What the exercise asks: Would you retype every record below exactly as written?

┌────────

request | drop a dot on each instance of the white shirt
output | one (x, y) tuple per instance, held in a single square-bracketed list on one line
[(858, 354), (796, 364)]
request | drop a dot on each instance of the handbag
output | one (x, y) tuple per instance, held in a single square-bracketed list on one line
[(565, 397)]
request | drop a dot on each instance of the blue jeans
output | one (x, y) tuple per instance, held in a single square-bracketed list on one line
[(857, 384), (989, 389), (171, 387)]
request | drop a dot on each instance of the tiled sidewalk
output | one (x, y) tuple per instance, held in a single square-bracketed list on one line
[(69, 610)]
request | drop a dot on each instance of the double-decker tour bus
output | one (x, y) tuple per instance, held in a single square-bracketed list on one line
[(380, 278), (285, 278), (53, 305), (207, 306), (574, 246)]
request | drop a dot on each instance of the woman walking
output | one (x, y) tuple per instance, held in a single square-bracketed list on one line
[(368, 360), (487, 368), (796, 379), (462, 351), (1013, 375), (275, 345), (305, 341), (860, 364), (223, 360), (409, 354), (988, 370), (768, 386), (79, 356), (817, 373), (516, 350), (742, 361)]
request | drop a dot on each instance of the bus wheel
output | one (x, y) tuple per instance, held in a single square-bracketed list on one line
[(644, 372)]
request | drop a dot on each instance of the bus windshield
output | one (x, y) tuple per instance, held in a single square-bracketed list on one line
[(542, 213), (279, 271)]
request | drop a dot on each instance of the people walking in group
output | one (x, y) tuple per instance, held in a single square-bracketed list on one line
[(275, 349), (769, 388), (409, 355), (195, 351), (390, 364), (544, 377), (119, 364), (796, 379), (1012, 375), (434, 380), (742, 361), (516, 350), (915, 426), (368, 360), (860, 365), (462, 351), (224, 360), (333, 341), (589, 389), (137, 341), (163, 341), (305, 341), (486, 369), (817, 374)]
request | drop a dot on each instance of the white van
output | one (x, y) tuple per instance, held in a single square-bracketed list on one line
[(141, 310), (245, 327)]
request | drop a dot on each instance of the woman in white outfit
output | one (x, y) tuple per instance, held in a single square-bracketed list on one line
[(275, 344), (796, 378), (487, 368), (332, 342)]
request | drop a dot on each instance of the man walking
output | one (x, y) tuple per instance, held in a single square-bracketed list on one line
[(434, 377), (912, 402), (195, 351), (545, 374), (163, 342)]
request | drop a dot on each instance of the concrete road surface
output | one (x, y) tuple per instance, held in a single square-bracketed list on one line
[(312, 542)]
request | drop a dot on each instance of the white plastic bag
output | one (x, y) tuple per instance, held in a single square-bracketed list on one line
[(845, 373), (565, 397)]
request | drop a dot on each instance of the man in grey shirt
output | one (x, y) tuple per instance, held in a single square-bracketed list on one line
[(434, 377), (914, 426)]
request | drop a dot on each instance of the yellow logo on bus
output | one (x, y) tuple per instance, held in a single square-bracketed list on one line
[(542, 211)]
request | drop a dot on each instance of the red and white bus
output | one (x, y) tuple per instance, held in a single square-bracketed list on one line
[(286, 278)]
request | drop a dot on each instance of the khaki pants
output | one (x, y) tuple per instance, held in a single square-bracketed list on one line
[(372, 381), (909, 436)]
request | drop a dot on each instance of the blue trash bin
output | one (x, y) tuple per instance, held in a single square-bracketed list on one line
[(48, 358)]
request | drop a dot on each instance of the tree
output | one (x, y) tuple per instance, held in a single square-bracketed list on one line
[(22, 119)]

└────────

Answer space:
request | drop a dot on each instance of the white shirt
output | one (x, y) tuple per instance, held in a single square-bracketed list on one line
[(858, 354), (796, 364)]
request | drop a dot on each instance of the handbag
output | one (x, y) tuple per instance, held in a single square-bracketed list on one line
[(565, 397)]
request | drop a dot on each instance of the blue jeans
output | one (x, y) tuple per instance, held in a single square-bracketed list on one line
[(857, 384), (989, 389), (171, 387)]
request | drop a dot on each instance of the tiled sidewalk
output | one (x, y) tuple per instance, held in a single square-bracketed list on one line
[(69, 610)]
request | drop a dot on each instance of the double-decker tour bus
output | one (x, y) tuple per instance, held in a single square-bracketed list on one line
[(380, 278), (285, 278), (53, 305), (207, 306), (574, 246)]
request | drop a dot on each instance of the woman walking
output | one (x, y) tuple per instance, held in a single square-bracketed list on one line
[(368, 360), (487, 368), (796, 379), (462, 351), (1013, 375), (275, 345), (305, 341), (860, 364), (223, 360), (409, 354), (988, 370), (768, 386), (79, 356), (817, 373), (516, 350), (742, 361)]
request | drop a dot on each instance of the bus wheel
output | one (x, y) tuple per instance, held in a single square-bracketed list on one line
[(644, 372)]
request | drop a dot on each instance of the bus windshield
output | one (x, y) tuple per instance, held in a single square-bracketed list on one line
[(542, 213), (279, 271)]
request | drop a dot on each instance of the people walking in group
output | one (x, y) tuple per instance, held in a single square-bracketed list on one line
[(275, 349), (769, 388), (409, 355), (195, 351), (390, 364), (544, 377), (119, 364), (796, 379), (1012, 375), (434, 380), (742, 361), (516, 350), (915, 426), (368, 360), (860, 365), (462, 351), (224, 360), (333, 341), (589, 389), (137, 341), (163, 341), (305, 341), (486, 369), (817, 374)]
request | drop a dot on each instance of the white van
output | one (x, y) tuple per instance, held in a single square-bracketed list on one line
[(141, 310), (245, 327)]
request | drop a dot on each instance of the woman in white outfit
output | one (x, y) tuple per instance, held in a single square-bracketed list on one line
[(275, 344), (796, 378), (487, 368), (332, 342)]
request | drop a dot on each instance of the man walking
output | one (x, y) tuple per instance, held in a single square-bracketed list on one line
[(434, 377), (912, 402), (195, 351), (545, 374), (163, 342)]
request | drop a dot on each instance of the concrete road surface
output | one (x, y) tuple per instance, held in a single square-bracketed list on one line
[(312, 542)]
request | drop a dot on each instance of the white plastic bag
output | one (x, y) tuple per instance, held in a single square-bracketed list on one line
[(845, 373), (565, 397)]
request | drop a dot on each instance of the man in grey shirt
output | one (x, y) tuple per instance, held in a single square-bracketed list on one line
[(434, 377), (914, 426)]
request | drop a dot on each instance of the yellow logo on bus
output | one (x, y) tuple per instance, held in a single square-bracketed list on one line
[(542, 211)]
request | drop a dot on each instance of the red and white bus
output | one (x, y) tuple per instance, held in a single square-bracketed list on one line
[(286, 278)]
request | drop a dot on each instance of the khaki pants
output | one (x, y) tuple per instance, held in a single square-bracketed list on one line
[(372, 381), (909, 436)]
request | drop a dot on each instance of the blue trash bin
output | one (x, y) tuple per instance, held in a single square-bracketed list on one line
[(48, 358)]
request | drop a dot on each instance of the tree
output | one (x, y) tuple per instance, held in a single square-bracketed list on one line
[(22, 119)]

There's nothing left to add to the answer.